### Raw data ###

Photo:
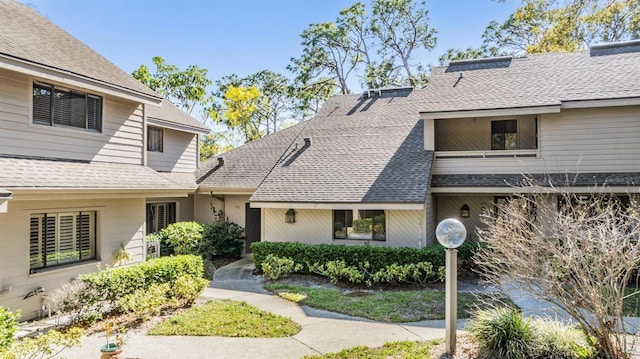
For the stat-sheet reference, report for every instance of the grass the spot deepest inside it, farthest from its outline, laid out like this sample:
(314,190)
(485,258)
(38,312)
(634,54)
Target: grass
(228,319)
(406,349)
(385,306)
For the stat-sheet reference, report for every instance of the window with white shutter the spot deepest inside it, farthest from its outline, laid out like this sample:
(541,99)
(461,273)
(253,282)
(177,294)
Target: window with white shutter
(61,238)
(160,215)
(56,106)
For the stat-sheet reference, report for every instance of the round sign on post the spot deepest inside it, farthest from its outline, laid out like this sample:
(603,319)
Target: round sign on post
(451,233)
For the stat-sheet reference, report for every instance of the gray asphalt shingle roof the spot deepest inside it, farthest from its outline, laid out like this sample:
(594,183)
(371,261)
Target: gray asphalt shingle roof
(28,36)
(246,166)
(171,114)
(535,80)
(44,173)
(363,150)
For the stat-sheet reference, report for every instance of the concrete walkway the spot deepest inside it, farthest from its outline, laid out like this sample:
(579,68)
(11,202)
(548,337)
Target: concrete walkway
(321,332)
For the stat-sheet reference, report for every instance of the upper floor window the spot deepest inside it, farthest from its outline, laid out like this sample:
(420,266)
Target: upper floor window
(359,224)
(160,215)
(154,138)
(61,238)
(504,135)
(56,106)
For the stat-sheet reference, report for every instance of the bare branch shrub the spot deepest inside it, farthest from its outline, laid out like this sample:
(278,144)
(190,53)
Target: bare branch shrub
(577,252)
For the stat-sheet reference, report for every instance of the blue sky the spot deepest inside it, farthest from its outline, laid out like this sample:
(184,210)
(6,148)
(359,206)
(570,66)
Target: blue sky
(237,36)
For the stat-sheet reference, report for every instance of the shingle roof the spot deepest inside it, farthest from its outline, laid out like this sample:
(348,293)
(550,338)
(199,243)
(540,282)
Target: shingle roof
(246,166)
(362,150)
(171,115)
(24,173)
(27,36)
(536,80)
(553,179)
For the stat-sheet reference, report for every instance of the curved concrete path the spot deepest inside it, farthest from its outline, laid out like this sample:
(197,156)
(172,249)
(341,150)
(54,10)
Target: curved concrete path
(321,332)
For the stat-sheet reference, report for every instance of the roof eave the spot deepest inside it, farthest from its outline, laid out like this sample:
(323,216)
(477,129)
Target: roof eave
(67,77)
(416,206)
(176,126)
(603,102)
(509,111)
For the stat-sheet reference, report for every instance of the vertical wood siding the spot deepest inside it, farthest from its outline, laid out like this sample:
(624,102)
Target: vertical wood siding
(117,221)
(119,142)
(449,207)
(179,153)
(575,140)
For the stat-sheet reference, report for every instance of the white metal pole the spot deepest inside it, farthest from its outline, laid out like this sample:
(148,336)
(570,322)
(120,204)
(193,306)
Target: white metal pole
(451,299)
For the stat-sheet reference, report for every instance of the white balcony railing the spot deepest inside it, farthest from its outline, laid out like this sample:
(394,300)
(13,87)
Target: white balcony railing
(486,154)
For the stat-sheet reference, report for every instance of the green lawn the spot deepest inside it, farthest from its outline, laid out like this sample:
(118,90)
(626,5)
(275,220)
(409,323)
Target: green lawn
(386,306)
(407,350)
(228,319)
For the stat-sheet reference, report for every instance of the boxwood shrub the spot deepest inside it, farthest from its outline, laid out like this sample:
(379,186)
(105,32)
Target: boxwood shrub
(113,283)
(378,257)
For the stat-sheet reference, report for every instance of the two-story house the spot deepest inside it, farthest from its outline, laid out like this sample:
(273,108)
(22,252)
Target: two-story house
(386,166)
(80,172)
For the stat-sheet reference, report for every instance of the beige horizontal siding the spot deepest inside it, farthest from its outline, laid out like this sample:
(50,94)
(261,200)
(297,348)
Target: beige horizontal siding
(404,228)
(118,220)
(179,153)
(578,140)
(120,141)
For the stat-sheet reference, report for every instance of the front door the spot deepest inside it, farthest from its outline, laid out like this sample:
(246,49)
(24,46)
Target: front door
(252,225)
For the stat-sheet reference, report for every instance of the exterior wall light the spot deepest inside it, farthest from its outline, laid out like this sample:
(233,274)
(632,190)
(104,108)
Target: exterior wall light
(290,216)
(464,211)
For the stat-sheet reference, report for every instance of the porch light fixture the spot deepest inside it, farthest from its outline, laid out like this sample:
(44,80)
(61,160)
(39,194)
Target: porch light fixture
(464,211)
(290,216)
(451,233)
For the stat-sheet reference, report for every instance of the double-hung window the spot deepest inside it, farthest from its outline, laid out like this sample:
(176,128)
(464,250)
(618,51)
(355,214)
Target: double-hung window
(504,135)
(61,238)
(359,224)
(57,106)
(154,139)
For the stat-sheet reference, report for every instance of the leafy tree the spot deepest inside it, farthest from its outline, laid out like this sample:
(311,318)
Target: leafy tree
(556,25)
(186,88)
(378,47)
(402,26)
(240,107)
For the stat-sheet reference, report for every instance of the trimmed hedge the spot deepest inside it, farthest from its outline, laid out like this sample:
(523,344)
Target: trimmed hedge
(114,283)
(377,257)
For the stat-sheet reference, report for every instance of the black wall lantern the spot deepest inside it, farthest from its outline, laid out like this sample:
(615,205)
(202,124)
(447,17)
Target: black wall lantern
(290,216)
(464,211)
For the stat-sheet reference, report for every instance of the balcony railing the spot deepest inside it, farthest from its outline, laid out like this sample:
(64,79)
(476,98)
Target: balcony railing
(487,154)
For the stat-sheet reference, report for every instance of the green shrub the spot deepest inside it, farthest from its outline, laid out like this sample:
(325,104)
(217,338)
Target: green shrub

###

▶ **What to do**
From the line that contains "of the balcony" down to the last line of the listing above, repeat each line exactly, and include nothing else.

▶ **Task answer**
For the stat-sheet reference, report for every instance of the balcony railing the spot deepest inside it, farthest from its outline, laid out like this sample:
(64,79)
(476,98)
Target: balcony railing
(487,154)
For the stat-sheet reference, report for every instance of the green shrub the spot deepest inside it, farthest from its outline, laid out like this sample:
(325,104)
(217,338)
Target: green shrub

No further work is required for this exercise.